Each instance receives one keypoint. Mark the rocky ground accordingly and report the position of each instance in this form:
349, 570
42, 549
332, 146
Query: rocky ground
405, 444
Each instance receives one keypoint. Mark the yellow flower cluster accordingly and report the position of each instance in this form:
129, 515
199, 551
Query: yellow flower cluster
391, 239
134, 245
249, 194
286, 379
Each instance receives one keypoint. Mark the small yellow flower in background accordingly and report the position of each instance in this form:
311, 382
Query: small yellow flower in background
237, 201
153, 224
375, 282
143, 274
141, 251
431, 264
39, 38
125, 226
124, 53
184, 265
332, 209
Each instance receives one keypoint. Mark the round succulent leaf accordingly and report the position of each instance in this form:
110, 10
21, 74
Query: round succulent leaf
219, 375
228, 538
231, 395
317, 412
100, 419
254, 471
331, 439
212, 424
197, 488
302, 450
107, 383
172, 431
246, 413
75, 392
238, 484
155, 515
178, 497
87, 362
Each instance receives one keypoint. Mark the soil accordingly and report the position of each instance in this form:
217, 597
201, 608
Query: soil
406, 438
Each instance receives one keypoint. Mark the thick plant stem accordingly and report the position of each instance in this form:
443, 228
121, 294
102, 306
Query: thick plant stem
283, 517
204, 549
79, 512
◇ ◇ ◇ ◇ ◇
(YOUR OBJECTIVE)
Edit all of the records above so that every instance of "keypoint" becomes "marker", and keep everything else the same.

(TASK RESPONSE)
Each instance receives one marker. Mark the rocky ground accordingly and report the position of each instance in this form:
349, 570
42, 549
332, 146
Query: rocky ground
405, 444
Each instance receives one marker. Mark the yellow flower cluster accordingly and report the position of each instance in this form:
129, 515
199, 551
Query: yellow flower cluster
391, 239
134, 245
249, 194
286, 379
Each instance receives one marker. Mark the small yellow flower in background accordingly and report the position of each instance in this form:
311, 382
Query: small yellow flower in background
237, 201
153, 224
375, 282
143, 274
141, 251
431, 264
39, 38
125, 226
124, 53
184, 265
332, 209
Each instance receives one marker. Mark the round succulent leaf accordingly and report the position of each instance in this form:
110, 10
21, 74
Query: round succulent leaf
219, 375
228, 538
231, 395
317, 412
100, 419
254, 471
331, 439
212, 424
197, 488
302, 450
107, 383
172, 431
246, 413
75, 392
238, 484
155, 515
178, 497
87, 362
Each instance receives one marker. Mark the soil accordingly and report the position of each instance in this form:
217, 597
201, 608
Query: soil
406, 438
Each instance receives one marker. Mark the thick plant stem accordingly and report the position of each instance in this form:
443, 228
121, 294
102, 306
Query: thick plant stem
283, 517
204, 549
79, 512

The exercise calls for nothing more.